- _AIM_
Continue the Amiga Power letters page from the point where it stops.

- _TEXT SEGMENT_
.....

The Hairy Happening, Bath
"He's talking about Canoe Squad" would be strictly more accurate.
"MY THIRD NOTHING EITHER"
Oh happy day! AMIGA POWER, I can read you once more. I mourned your loss deeply having bought every issue from issue 13 when I bought my first Amiga, to your final issue when I departed with my third.
Nothing either in print, or on the internet could make me chuckle as you did. Many COPIED the TRENDS THAT YOU STARTED. Others would try to use a rapier wit like you but would fail. I would laugh at captions in FHM, chuckle at jokes, but nothing made me laugh as hard as when I saw the Four Cyclists once again.
Continue for ever, please. Never leave me and we shall never fight again.
Yours in admiration,
John Herbert, Harlow
That's fighting talk where we come from.
"ROBIN BUT MUCH MUCH"
Avoid The Lost World as if it was Batman and Robin, but much, much worse. Avoid it especially if there are crowds of ten-year-olds who insist on comparing it to The Land Before Time III and giving a running commentary. While sitting next to your left ear. For example.
I looked at Tim Norris's web page. Not really a lot there.
Toodle pip,
Matthew Garrett, Omagh
Actually, The Lost World is a strange blend of huge crass drivel and periods of genuine subtlety and excitement. Overall, certainly it doesn't justify being the biggest-grossing film of all time (but then, isn't every new film the biggest-grossing film of all time these days?), but it's not quite deserving of the colossal critical pannings it's been getting everywhere either. More of the same? Yes. Horrendous gratuitous ("Games." No, hang on - Ed) placement? Indubitably. A moderately pleasing way to spend a vacant Sunday morning in the front row of a big screen cinema? We think so. Children, generally, on the other hand, are another matter.
"I HAVE READ AP2"
Hello Jonathan,
I saw your review in N64 Magazine yesterday. After your recommendation, I shall certainly seek out Go Go!! Troublemakers on its UK release without fail. (How is JD these days, by the way?) From what I have read, AP2 is one of your mightiest works so far.
Hope all goes well.
Andrew Baggypantsandthenitwits
"BEELZEBUB TAKE IT FROM ME"
Greetings.

.....

- _DATASET_

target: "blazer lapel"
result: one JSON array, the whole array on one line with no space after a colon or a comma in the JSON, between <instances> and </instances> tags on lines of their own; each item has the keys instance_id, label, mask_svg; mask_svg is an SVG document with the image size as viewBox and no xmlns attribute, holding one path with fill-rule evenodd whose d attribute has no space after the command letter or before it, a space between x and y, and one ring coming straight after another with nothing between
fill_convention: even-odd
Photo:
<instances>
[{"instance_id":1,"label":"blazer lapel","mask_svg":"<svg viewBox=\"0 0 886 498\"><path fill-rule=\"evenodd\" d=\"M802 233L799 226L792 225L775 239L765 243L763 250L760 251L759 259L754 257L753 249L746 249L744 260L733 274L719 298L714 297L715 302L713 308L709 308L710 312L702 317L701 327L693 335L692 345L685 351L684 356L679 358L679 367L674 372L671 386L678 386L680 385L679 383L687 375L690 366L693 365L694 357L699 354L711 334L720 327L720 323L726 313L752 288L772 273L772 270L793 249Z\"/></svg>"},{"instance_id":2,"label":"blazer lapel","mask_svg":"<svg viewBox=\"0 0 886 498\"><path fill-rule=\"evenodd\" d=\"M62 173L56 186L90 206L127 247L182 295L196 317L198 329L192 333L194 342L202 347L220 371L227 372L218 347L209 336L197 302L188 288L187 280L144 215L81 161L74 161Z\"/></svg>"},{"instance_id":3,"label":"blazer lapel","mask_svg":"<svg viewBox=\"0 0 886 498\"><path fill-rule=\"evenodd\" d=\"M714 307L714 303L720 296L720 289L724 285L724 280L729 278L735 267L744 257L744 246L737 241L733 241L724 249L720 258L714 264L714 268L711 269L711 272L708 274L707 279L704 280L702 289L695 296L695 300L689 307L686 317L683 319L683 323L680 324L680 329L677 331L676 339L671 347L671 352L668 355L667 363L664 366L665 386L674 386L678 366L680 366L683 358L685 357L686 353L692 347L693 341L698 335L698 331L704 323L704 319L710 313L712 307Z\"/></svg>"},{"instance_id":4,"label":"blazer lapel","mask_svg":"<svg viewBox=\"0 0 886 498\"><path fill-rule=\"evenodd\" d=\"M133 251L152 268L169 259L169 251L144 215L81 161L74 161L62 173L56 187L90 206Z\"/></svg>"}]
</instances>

.....

- _RESULT OF THE TASK_
I am about to relate to you a worrying, bizarre and ultimately tedious tale. Be warned.
When the last issue of AP came out I rushed into Norwich city centre to purchase a copy. Sadly, AP was no longer stocked in either newsagents or games shops. After much searching I found a copy in Woolworths (near the Sega Saturn games for some reason). I returned home, read the magazine and felt sad. The only computer games magazine I had ever read that DID NOT LIE THROUGH ITS TEETH was no more. And Rise Of The Robots 2 was still being advertised.
The next month I resolved to throw away my old magazines, as they were taking up far too much space. I bravely threw out all my back issues, but I could not bring myself to part with the last copy of AP. I put in in a spanking new red folder and placed it in a drawer for future nostalgia.
Yesterday I decided to get out this all-but-forgotten tome and read again of the AP team's demises. But it was GONE.
The red folder is sitting on top of my monitor as I type this. It is empty. I do not know where the magazine is. I am the only person to have known I had a copy of the magazine, let alone where it was kept. Did I accidentally eat it in my sleep? Did the dark forces of Beelzebub take it from me? Was it made out of a quickly decaying radioactive element? I will never know.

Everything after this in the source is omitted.